抜粋本文:
◆ ◆ ◆ ◆ ◆
●『北斗の拳』の連載が始まったころは?


1回目がね、とにかく膨大な量になってね、
45枚くらいになっちゃったのかな。
本来ならば31pって決まってたわけよ、巻頭カラーは。

それを当時の編集長の西村さんが、
これは、このまま全部やれってページくれたの、
それは特例だったの。
だから、それはものすごい助かってる。
あれ、読み切れなかったら意味なかったんだよ。
1回でポーンと45pかな、やってくれたんで、
それで人気がワーッと来たの。
いきなり2位ぐらいじゃないかな。
で、そのあとはずうっとトップだった気がする。
だから、10月くらいに連載始まって12月までに
50万部くらい伸びたんじゃない、ジャンプが…。

それはすごい作品だったと思うよ。
◆ ◆ ◆ ◆ ◆
抽出データ:
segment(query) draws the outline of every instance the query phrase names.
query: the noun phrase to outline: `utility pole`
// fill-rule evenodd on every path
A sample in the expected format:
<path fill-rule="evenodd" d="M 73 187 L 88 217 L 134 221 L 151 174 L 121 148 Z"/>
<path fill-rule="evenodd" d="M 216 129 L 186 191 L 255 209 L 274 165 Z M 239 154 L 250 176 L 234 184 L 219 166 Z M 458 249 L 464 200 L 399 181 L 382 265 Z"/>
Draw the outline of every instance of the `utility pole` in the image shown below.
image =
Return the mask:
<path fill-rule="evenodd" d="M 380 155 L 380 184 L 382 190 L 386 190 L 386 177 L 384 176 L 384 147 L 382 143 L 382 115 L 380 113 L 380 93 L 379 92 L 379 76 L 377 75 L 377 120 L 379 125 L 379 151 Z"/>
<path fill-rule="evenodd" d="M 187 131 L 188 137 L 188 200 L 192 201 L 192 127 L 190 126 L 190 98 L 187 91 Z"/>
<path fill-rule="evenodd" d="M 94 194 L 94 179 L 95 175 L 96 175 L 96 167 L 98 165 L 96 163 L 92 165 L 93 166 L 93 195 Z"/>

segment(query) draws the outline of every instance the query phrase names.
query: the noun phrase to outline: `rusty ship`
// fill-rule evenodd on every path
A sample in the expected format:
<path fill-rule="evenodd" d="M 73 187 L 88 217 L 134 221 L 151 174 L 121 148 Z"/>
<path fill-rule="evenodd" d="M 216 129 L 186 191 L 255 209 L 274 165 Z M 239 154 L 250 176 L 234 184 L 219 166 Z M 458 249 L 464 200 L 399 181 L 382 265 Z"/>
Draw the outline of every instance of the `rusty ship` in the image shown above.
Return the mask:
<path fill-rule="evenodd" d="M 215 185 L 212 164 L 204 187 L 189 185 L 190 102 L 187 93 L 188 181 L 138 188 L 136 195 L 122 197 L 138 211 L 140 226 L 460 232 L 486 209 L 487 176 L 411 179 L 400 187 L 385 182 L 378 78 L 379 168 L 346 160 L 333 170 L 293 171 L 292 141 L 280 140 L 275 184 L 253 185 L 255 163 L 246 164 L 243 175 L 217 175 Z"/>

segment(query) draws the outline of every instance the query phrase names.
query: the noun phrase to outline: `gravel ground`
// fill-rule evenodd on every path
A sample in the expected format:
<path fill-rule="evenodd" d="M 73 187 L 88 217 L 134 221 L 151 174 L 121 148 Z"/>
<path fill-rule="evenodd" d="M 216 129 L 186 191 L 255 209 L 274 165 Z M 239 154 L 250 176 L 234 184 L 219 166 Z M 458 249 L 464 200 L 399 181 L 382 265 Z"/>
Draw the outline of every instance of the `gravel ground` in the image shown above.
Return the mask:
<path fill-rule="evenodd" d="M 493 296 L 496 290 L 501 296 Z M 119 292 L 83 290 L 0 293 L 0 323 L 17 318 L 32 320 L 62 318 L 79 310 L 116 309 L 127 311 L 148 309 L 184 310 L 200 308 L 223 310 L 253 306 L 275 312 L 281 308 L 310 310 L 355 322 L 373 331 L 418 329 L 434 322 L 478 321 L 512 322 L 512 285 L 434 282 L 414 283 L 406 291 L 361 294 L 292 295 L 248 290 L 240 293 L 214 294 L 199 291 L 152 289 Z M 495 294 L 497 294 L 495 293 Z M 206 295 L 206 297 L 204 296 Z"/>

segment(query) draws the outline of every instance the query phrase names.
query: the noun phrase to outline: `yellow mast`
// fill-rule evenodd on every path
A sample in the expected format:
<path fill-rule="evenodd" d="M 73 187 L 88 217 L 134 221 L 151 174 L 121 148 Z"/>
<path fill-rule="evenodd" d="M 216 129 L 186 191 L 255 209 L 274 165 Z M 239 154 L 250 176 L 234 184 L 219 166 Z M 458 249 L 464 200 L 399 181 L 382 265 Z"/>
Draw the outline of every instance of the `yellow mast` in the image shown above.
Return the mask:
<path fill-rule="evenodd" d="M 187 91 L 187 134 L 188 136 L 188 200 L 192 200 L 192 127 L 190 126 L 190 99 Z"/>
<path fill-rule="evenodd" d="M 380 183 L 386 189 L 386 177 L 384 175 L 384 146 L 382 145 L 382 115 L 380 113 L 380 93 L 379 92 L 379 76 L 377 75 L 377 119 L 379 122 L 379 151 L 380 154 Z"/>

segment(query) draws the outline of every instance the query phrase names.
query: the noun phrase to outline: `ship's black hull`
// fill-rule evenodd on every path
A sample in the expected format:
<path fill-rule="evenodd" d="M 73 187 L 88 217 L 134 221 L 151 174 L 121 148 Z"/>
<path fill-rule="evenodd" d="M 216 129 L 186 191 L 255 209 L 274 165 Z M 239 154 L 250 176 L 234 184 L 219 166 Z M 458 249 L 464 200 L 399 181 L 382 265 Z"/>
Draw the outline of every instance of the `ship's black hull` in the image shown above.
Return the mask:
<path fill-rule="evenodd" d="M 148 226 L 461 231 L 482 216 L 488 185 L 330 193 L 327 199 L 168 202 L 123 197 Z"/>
◆ ◆ ◆ ◆ ◆
小問 1:
次の(a)〜(c)が抜粋本文の内容と合っているかを、それぞれ「はい」か「いいえ」で答えてください。判断の決め手となる本文の言葉も、一字も変えずに引用してください。
(a) 巻頭カラーは、本来は31ページと決まっていた。
(b) 1回目に全部のページをもらえたのは、当時の編集長による特例だった。
(c) 連載は始まってすぐに1位になった。
小問 2:
抜粋本文について、次の問いに短く答えてください。
(a) 1回目の原稿はおよそ何枚になったか。
(b) 連載は何月くらいに始まったか。
(c) 12月までにジャンプはどれくらい部数を伸ばしたか。
小問 3: 抜粋本文から、「1回目がね、とにかく膨大な量になってね、」の語句を含むところを起点とし、「あれ、読み切れなかったら意味なかったんだよ。」を書き終えたところまでを一字も変えずに抜き出してください。

演習の解答 1:
(a) はい。「本来ならば31pって決まってたわけよ、巻頭カラーは。」
(b) はい。「当時の編集長の西村さんが、」「それは特例だったの。」
(c) いいえ。「いきなり2位ぐらいじゃないかな。」

演習の解答 2:
(a) 45枚くらい
(b) 10月くらい
(c) 50万部くらい

演習の解答 3:
1回目がね、とにかく膨大な量になってね、
45枚くらいになっちゃったのかな。
本来ならば31pって決まってたわけよ、巻頭カラーは。

それを当時の編集長の西村さんが、
これは、このまま全部やれってページくれたの、
それは特例だったの。
だから、それはものすごい助かってる。
あれ、読み切れなかったら意味なかったんだよ。